[Data excerpts]

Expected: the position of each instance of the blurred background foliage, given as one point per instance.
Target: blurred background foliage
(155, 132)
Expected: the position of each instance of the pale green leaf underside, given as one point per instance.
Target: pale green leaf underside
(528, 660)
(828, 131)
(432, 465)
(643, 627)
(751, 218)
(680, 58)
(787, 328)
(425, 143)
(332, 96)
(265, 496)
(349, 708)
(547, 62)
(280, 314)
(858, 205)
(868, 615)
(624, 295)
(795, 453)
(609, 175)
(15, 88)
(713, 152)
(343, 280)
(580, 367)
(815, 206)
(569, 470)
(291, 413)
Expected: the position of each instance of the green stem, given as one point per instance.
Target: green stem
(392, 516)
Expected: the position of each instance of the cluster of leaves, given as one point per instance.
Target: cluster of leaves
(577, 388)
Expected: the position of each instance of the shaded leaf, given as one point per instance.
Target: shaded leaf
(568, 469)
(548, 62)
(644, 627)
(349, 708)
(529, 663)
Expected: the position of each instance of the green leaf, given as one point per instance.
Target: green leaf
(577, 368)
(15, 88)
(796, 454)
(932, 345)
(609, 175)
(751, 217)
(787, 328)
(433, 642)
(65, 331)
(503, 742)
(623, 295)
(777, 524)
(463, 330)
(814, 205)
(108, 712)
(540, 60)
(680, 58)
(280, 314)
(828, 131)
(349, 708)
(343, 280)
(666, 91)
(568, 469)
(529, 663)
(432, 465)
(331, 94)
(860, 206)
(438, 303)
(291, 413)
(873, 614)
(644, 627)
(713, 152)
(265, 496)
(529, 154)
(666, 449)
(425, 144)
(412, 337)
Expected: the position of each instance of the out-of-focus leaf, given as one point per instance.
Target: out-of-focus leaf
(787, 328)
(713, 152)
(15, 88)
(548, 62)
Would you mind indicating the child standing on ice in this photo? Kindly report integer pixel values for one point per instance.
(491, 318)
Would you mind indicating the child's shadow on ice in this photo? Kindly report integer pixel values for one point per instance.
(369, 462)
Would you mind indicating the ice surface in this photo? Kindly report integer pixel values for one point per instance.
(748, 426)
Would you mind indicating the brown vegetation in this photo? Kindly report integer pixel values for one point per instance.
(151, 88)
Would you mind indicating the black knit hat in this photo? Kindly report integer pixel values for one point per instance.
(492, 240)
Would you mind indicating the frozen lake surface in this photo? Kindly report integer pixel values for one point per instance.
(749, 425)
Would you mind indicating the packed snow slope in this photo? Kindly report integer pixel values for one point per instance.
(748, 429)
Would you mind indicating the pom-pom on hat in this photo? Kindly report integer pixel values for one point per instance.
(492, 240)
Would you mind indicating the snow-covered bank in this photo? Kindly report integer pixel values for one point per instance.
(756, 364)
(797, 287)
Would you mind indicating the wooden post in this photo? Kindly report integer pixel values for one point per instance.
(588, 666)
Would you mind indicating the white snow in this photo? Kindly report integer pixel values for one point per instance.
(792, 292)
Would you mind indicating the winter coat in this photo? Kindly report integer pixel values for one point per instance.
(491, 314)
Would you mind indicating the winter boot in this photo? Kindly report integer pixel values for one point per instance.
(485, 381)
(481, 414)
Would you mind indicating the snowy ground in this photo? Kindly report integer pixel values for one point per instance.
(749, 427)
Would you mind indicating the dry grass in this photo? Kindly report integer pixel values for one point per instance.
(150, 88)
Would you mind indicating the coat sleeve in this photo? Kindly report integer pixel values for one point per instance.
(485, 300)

> [Exercise objective]
Within the data above, how many lines contain "position"? Respond with the tally alone.

> [Output below]
7